* À FAIRE *
Poursuivez l'entretien sur le service d'ordre du FN à partir de l'endroit où il s'interrompt.

* EXTRAIT DU TEXTE *

En cas de problèmes avec des contre-manifestants, on charge et on dégage le terrain. C’est ce qu’on a fait à Montceau-les-Mines (3). Pour ça, on a des casques, des boucliers et des extincteurs qui envoient de la lacrymo sur dix mètres. On met des masques à gaz et on travaille en binôme : le premier porte l’extincteur et le second, derrière, appuie et gaze. Ensuite arrive une équipe de choc qui matraque. On a aussi des flash-guns, des pistolets qui tirent des balles en caoutchouc. On reçoit des ordres par talkie-walkie du type "restez en place !", "attention, manifestants en vue !", "Assaut !", etc. La devise, c’est rapidité, efficacité et, surtout, ce replanquer avant que les journalistes arrivent. Pour le reste, on a les mains libres.

C’est à dire ?

On m’a dit : "tu auras toujours un avocat derrière toi". Si on se fait arrêter, on a droit à un coup de fil, on appelle au Paquebot, un avocat arrive, et nous dit ce qu’il faut dire. Il vaut mieux que ce soit un élu qui soit accusé, parce que c’est plus dur à toucher qu’un DPS. La seule consigne, c’est ne pas se faire prendre par les journalistes. Sinon on passe en conseil de discipline.

Le FN se renseigne sur les journalistes ?

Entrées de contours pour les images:

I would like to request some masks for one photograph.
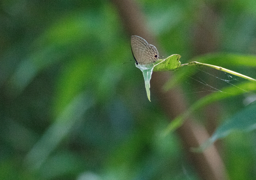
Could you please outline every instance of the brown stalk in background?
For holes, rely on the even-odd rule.
[[[112,0],[112,2],[117,7],[129,36],[135,35],[143,37],[158,47],[154,42],[154,38],[147,30],[145,16],[137,4],[131,0]],[[202,35],[198,34],[196,38]],[[198,48],[200,47],[198,46]],[[182,113],[187,106],[180,87],[167,92],[163,91],[163,85],[172,77],[171,76],[169,72],[154,73],[151,81],[151,89],[157,92],[158,98],[161,99],[161,105],[170,121]],[[209,138],[203,127],[191,117],[186,120],[178,131],[184,142],[188,159],[195,167],[202,179],[222,180],[227,178],[223,163],[214,146],[212,146],[202,153],[194,153],[190,151],[191,147],[198,147]]]

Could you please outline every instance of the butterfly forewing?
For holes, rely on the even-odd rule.
[[[159,54],[156,47],[152,45],[149,45],[143,52],[142,59],[144,64],[149,64],[155,62],[158,59]]]
[[[159,54],[156,47],[148,44],[143,38],[132,36],[131,45],[134,58],[140,64],[150,64],[155,62],[158,59]]]
[[[140,63],[141,57],[148,45],[147,41],[137,36],[132,36],[131,39],[132,50],[136,60]]]

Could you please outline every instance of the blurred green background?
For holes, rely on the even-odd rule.
[[[165,57],[180,54],[184,63],[206,53],[256,53],[255,1],[135,3]],[[147,99],[131,50],[130,36],[139,35],[127,31],[114,2],[0,5],[1,179],[201,179],[178,134],[159,135],[170,120],[157,92],[151,88],[152,102]],[[213,59],[214,65],[256,77],[255,59],[239,65]],[[224,73],[200,69],[214,74],[209,80],[196,68],[184,68],[177,73],[194,69],[201,82],[218,89],[229,85],[216,82],[215,76],[228,79]],[[176,72],[170,73],[175,78]],[[179,84],[189,106],[203,95],[200,92],[212,89],[197,89],[203,85],[188,77]],[[244,81],[235,79],[230,82]],[[219,102],[216,123],[244,110],[253,92]],[[195,117],[207,126],[204,113]],[[221,142],[227,179],[256,179],[255,132],[249,131]]]

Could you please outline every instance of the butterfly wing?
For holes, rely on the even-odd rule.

* RÉPONSE *
Evidemment. Un photographe tire le portrait des nouveaux venus aux conférences de presse. Le FN récupère aussi des infos grâce au numéro de sécu ou par France Télecom et constitue un fichier sur ordinateur avec nom, adresse, photo... Au Paquebot, il y a une caméra avec magnétoscope au dessus de l’entrée presse. Toutes les allées et venues des journalistes sont filmées et enregistrées. On doit surtout se méfier de certains canards : tout ce qui est "coco", et d’abord le Canard enchaîné et Libération, les deux bêtes noires.

Quant un journaliste est trop curieux, par exemple si à la fête des Bleu-Blanc-Rouge il interroge des militants ou des DPS qui ne sont pas aptes à répondre, on intervient. On casse l’appareil photo, évidemment "sans le faire exprès", et on récupère la pellicule ; s’il y a un magnétophone, on prend la bande. Nous avons les photos des meneurs de Ras l’Front et du SCALP. Et tous les postes téléphoniques du Paquebot sont sur écoute. Nous menons aussi des missions punitives.

Qu’est ce que c’est ?

Quand un élu de chez nous est menacé, on peut envoyer un groupe pour le protéger, ou pour se venger s’il s’est fait aggresser. Une cinquantaine de DPS devaient par exemple descendre à Bourges pour massacrer une cité qui avait chahuté un de nos élus. La mission a été annulée. A Rouen, en revanche, après la destruction d’une permanence FN, une équipe parisienne a cassé, dans une cité, des types soupconnés d’être les auteurs. Pendant les campagnes életorales, on a aussi des gardes, soit au siège du FN, soit au bureau de Le Pen à Montretout, soit à la maison de sa femme, Jany, à Rueil. Toujours très correcte, elle offre le casse-croûte. On a une voiture de service, on note le numéro des véhicules qui circulent à proximité et on attend que ça passe.

Comment c’est passée l’agressionde Le Pen sur la cadidate PS à Mantes-la Jolie ?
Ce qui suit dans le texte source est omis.